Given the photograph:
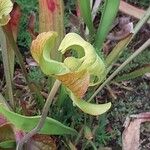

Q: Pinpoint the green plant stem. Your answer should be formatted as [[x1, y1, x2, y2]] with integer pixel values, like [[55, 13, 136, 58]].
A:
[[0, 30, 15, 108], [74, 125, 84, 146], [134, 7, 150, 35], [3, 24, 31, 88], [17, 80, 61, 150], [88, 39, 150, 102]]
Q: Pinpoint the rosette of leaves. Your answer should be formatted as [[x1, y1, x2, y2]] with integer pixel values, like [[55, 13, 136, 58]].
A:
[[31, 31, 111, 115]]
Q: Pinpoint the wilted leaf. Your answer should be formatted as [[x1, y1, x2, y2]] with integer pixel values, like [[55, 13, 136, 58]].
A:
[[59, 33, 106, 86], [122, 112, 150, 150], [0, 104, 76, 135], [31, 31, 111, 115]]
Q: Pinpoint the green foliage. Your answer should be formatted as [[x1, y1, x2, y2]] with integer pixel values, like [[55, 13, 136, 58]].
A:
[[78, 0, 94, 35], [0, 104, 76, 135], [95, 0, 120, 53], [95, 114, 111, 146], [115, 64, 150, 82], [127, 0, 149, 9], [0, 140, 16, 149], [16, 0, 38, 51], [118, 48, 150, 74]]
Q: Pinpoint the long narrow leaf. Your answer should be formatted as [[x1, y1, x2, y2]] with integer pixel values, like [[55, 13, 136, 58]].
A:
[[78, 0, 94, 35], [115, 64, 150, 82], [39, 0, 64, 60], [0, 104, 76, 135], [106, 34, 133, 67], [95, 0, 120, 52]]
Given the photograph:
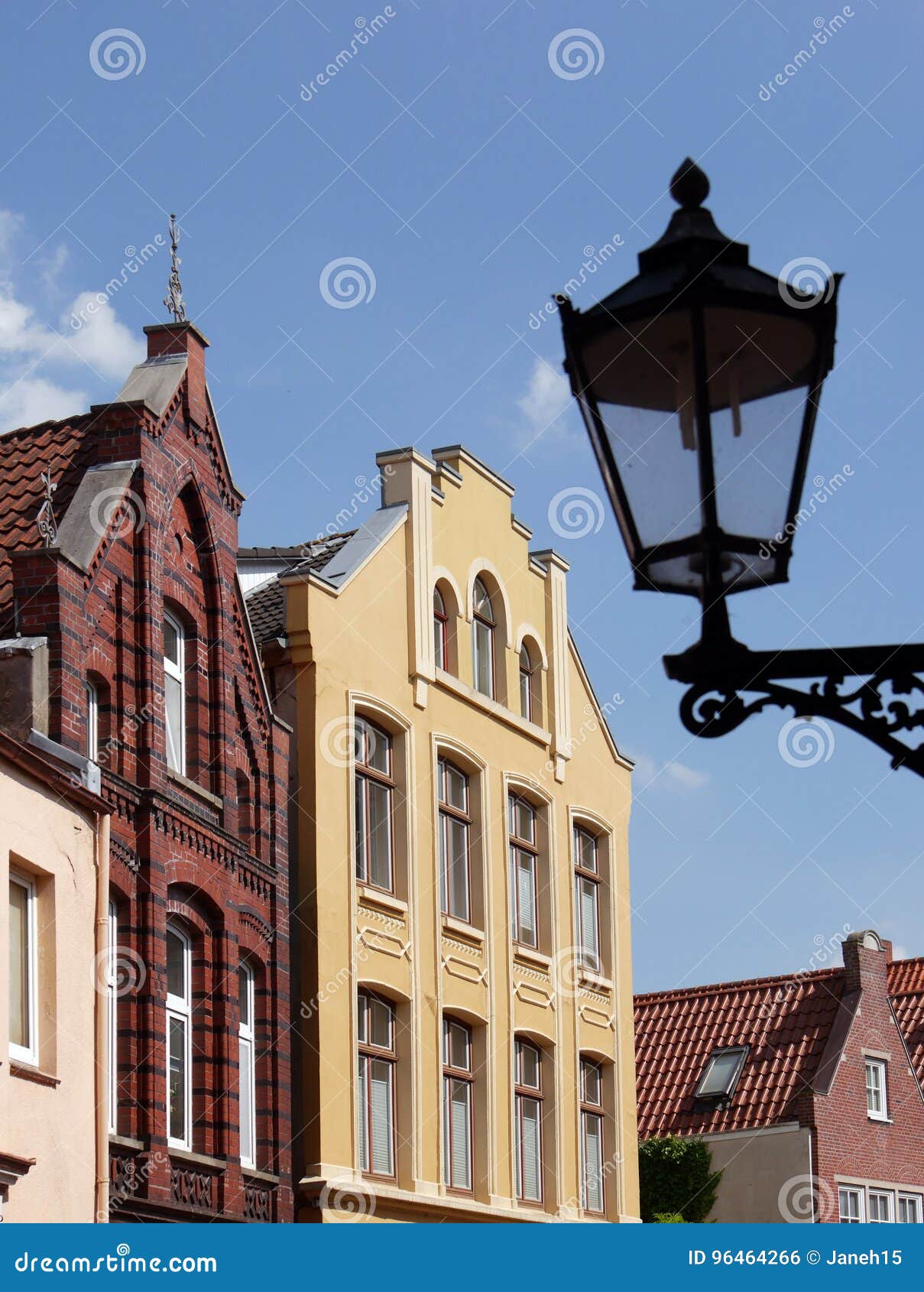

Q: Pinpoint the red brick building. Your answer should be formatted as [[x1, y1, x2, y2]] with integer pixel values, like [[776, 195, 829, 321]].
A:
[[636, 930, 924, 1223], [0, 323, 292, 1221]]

---

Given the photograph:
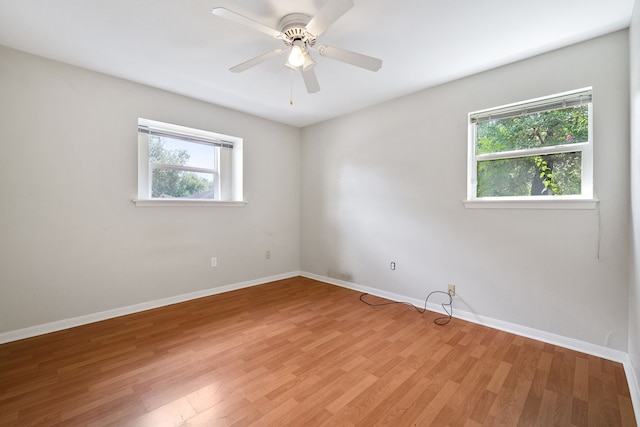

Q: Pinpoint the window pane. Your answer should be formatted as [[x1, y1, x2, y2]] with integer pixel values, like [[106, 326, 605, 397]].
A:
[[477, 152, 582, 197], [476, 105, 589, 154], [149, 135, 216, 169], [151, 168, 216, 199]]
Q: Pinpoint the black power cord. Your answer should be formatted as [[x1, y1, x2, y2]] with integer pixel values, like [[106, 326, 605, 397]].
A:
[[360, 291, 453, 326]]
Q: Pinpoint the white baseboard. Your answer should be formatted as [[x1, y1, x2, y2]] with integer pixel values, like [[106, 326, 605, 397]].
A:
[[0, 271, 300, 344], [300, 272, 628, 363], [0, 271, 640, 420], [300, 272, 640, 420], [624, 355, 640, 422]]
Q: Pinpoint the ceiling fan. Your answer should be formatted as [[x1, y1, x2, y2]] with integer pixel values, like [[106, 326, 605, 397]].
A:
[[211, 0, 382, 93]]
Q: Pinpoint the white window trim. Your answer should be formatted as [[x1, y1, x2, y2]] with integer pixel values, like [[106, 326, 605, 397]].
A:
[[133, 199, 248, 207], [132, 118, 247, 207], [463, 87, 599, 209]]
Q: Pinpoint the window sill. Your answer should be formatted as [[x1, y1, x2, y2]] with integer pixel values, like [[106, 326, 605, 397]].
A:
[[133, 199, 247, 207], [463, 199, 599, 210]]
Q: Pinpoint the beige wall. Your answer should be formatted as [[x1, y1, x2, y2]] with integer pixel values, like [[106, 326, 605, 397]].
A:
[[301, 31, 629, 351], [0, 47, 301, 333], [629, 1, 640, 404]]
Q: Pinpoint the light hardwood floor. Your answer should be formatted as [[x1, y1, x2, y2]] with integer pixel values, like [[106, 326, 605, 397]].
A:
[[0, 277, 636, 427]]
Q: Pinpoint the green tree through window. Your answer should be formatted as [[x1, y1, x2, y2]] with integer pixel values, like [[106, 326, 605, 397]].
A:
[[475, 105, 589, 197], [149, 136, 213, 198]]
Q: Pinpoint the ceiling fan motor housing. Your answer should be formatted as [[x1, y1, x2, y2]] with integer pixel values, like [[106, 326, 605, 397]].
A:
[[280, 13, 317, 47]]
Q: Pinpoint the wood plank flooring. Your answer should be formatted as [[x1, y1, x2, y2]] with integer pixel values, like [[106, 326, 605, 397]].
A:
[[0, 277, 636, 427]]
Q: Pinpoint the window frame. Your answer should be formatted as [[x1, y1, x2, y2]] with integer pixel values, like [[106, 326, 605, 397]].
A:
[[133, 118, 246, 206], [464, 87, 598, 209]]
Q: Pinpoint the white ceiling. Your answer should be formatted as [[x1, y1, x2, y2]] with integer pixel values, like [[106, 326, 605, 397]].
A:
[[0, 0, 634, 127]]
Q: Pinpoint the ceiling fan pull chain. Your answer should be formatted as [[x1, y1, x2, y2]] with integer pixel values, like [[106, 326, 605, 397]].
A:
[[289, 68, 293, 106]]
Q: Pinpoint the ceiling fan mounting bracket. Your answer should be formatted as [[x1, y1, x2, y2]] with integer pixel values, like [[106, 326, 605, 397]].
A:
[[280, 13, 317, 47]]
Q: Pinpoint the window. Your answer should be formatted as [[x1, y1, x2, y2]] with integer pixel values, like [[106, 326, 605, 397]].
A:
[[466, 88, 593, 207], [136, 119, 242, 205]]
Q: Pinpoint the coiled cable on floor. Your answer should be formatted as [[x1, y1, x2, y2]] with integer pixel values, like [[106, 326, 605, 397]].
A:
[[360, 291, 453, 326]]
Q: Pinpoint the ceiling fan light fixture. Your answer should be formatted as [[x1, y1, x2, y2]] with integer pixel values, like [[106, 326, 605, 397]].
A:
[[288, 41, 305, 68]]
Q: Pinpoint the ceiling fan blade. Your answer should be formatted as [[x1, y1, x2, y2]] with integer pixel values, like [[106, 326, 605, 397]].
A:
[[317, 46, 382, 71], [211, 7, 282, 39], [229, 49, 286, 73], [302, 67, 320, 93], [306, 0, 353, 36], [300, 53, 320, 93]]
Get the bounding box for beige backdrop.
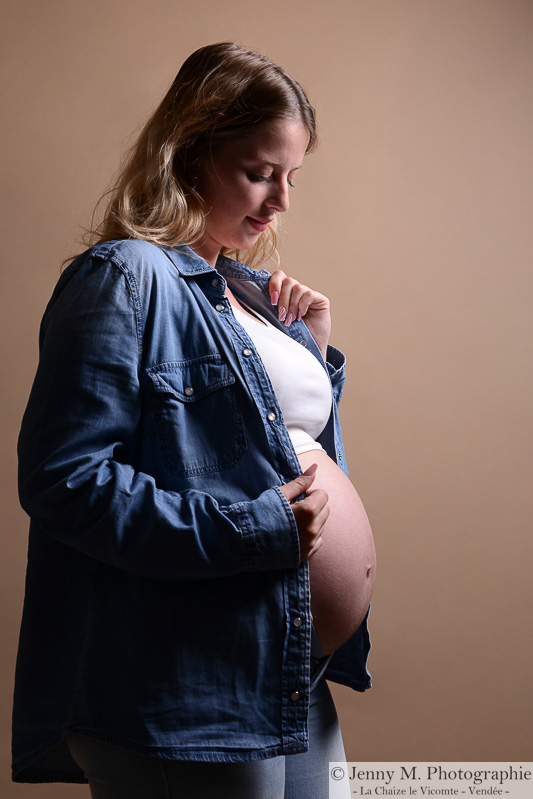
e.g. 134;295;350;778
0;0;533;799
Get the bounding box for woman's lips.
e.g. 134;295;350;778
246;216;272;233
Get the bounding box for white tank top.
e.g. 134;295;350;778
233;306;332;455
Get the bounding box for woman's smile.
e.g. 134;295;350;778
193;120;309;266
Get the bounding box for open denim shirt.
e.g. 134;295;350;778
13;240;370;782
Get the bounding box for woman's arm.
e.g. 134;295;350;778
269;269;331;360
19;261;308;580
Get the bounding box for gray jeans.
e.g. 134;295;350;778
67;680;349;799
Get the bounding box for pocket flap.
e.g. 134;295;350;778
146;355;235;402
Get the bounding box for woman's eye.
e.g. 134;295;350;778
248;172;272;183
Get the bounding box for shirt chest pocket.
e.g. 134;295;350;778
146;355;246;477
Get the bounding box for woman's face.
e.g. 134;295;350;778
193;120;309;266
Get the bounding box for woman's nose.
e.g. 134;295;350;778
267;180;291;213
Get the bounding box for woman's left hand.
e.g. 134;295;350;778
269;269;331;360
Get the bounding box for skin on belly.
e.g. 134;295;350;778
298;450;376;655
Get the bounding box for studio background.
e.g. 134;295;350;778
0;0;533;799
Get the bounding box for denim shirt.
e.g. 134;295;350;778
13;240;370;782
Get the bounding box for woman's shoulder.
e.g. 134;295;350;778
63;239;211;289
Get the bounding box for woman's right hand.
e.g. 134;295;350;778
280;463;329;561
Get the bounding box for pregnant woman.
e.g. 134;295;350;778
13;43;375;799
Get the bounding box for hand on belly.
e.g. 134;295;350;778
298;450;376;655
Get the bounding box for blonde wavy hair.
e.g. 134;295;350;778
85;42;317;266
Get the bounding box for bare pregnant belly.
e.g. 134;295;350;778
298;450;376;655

TO DO:
Rewrite the rows from the line containing "Q: Pinpoint the light" through the line containing "[[288, 41, 305, 68]]", inclusive, swapping "ceiling fan" for "overhead fan" and leaving everything else unchanged.

ANSWER BELOW:
Q: Pinpoint the light hardwood floor. Your answer should be formatted as [[x1, y1, x2, y2]] with integer pixel values, like [[106, 326, 605, 397]].
A:
[[0, 277, 636, 427]]
Q: Pinpoint the green tree through window. Your answer should be formatted as [[x1, y1, x2, y2]] with integer pixel values, like [[106, 326, 605, 397]].
A:
[[475, 105, 589, 197], [149, 136, 213, 198]]
Q: Pinpoint the overhead fan motor housing. Your answer should be formatted as [[x1, y1, x2, y2]] with integer pixel values, like [[106, 326, 605, 397]].
A:
[[280, 13, 317, 47]]
Q: Pinpoint the wood plank flooring. Your answer should be formatted as [[x1, y1, x2, y2]] with integer pixel values, like [[106, 326, 605, 397]].
A:
[[0, 277, 636, 427]]
Q: Pinpoint the window frame. Your answer should be formatted as [[x1, y1, x2, y2]] with integer pixel values, like [[106, 326, 605, 397]].
A:
[[133, 118, 246, 206], [464, 87, 598, 209]]
Q: Pinpoint the white ceiling. Your answer should be formatted as [[x1, y1, x2, y2]] with integer pixel values, like [[106, 326, 605, 397]].
A:
[[0, 0, 634, 127]]
Q: Pinpoint the overhead fan pull chain. Your answer should be formatted as [[x1, y1, x2, y2]] with integer pixel values, like [[106, 326, 605, 397]].
A:
[[289, 68, 293, 106]]
Q: Pinpoint the overhead fan mounting bracket. Your answer should be formatted as [[x1, y1, x2, y2]] with integer pixel values, like [[106, 326, 605, 397]].
A:
[[280, 13, 317, 47]]
Q: Pinpoint the window. Your answer should be formatted as [[x1, y1, x2, y2]] with integer pixel values, like [[106, 326, 605, 397]].
A:
[[466, 88, 593, 207], [136, 119, 242, 205]]
Q: Pinpoint the coiled cable on floor. Your answer should be formatted as [[x1, y1, x2, y2]] with integer pixel values, like [[106, 326, 605, 397]].
A:
[[360, 291, 453, 326]]
Q: Pinpoint the overhead fan light fixture. Your answer should be formatted as [[x1, y1, x2, y2]] with integer pixel values, like [[106, 326, 605, 397]].
A:
[[288, 41, 305, 68]]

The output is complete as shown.